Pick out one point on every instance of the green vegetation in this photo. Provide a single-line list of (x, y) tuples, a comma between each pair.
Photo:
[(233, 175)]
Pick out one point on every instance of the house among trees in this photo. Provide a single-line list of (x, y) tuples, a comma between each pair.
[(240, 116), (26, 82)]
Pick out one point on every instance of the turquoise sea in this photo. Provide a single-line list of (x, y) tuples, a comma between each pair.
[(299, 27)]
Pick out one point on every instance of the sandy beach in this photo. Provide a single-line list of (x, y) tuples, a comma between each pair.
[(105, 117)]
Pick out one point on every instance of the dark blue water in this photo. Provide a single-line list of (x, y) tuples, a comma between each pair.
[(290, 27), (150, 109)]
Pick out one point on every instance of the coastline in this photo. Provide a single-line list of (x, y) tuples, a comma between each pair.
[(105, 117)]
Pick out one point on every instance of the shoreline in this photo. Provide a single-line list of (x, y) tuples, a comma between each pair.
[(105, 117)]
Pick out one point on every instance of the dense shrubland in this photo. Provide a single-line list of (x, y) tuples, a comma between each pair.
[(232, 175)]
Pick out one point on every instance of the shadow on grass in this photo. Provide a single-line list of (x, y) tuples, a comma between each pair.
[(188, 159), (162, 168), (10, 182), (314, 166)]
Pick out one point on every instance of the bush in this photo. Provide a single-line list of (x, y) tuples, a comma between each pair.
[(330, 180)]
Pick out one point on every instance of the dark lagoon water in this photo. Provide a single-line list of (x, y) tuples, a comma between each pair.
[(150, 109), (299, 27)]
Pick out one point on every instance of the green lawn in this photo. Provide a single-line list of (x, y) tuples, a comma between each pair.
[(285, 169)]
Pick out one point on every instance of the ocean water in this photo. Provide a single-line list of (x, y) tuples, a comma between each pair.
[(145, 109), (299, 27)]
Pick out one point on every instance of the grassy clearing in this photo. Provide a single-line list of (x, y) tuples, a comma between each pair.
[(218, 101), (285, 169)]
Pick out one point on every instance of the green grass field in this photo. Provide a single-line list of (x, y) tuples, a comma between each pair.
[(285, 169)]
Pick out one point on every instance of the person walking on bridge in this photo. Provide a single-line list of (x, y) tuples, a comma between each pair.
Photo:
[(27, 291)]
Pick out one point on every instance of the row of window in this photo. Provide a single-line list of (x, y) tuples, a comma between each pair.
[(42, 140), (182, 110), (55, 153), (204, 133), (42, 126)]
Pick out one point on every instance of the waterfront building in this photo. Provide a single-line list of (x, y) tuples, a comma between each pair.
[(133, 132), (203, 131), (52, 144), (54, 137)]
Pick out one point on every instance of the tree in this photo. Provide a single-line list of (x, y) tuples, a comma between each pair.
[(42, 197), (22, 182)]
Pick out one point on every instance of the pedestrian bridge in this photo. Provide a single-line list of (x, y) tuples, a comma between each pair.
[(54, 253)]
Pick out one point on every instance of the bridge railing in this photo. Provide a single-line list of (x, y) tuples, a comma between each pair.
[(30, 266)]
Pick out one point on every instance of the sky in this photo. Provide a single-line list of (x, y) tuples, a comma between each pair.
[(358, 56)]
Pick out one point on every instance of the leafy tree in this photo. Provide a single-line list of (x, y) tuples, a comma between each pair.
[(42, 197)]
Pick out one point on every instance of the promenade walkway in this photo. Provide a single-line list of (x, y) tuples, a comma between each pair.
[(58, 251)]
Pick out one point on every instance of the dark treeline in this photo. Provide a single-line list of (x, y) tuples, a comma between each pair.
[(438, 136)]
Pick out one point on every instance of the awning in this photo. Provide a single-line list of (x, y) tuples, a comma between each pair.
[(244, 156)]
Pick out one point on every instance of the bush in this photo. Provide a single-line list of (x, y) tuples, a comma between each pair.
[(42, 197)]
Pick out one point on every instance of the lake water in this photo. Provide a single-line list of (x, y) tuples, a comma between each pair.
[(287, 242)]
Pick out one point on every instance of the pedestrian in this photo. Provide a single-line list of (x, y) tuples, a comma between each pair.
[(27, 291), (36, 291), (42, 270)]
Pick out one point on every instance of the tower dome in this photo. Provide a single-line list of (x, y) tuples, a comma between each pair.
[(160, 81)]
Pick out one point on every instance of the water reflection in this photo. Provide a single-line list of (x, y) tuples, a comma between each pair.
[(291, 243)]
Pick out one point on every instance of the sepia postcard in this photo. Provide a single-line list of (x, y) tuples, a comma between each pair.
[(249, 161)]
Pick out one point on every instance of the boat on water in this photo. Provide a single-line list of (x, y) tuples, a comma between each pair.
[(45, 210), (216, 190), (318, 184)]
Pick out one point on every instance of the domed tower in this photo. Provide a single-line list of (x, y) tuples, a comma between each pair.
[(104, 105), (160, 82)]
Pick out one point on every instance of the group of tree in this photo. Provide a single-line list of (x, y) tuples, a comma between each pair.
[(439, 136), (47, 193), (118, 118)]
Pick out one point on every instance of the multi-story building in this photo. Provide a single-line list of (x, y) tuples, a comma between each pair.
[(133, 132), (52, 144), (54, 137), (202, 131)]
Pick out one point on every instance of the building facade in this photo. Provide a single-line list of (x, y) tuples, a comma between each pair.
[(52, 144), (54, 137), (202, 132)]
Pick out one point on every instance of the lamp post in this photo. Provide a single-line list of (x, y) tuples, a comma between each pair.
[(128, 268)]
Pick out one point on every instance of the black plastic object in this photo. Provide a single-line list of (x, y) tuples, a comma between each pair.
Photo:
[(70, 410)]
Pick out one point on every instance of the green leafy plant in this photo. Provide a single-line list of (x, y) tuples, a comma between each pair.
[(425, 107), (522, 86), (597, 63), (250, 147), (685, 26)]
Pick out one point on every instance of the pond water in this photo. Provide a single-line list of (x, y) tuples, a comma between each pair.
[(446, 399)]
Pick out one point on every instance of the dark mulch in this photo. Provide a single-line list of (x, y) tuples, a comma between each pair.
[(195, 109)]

.....

■ STATED TASK:
Please render the data above, between the lines holding "Pick out one point on every instance of the promenade" and "[(27, 291), (36, 291), (42, 270)]", inclusive, as a Markdown table with the columns Row and Text, giving each line its row number and leaving out blank lines.

■ FINISHED TASK:
| Row | Text |
|---|---|
| 1 | Pick out one point on every instance of the promenade walkway in this photo. Provide a single-line list of (x, y) tuples, a comma between each pair. |
| 2 | [(58, 251)] |
| 3 | Pick out one point on every instance of the dark treeline in this photo. Provide a single-line list of (x, y) tuples, a comma between each pair. |
| 4 | [(438, 136)] |
| 5 | Pick out one point on every instance of the awning in this photo. Provide a single-line list of (x, y) tuples, a comma between each pair. |
| 6 | [(244, 156)] |
| 7 | Pick out one point on every instance of the bush in this photo. Provide a single-line list of (x, y) tuples, a comma between each pair. |
| 8 | [(42, 197)] |
| 9 | Pick out one point on every instance of the lake water in this photo. Provide a single-line list of (x, y) tuples, a comma between each pair. |
| 10 | [(287, 242)] |
| 11 | Pick out one point on every instance of the pedestrian in this photo. Provide a single-line list of (x, y) tuples, a comma between each pair. |
| 12 | [(27, 291), (36, 291), (42, 270)] |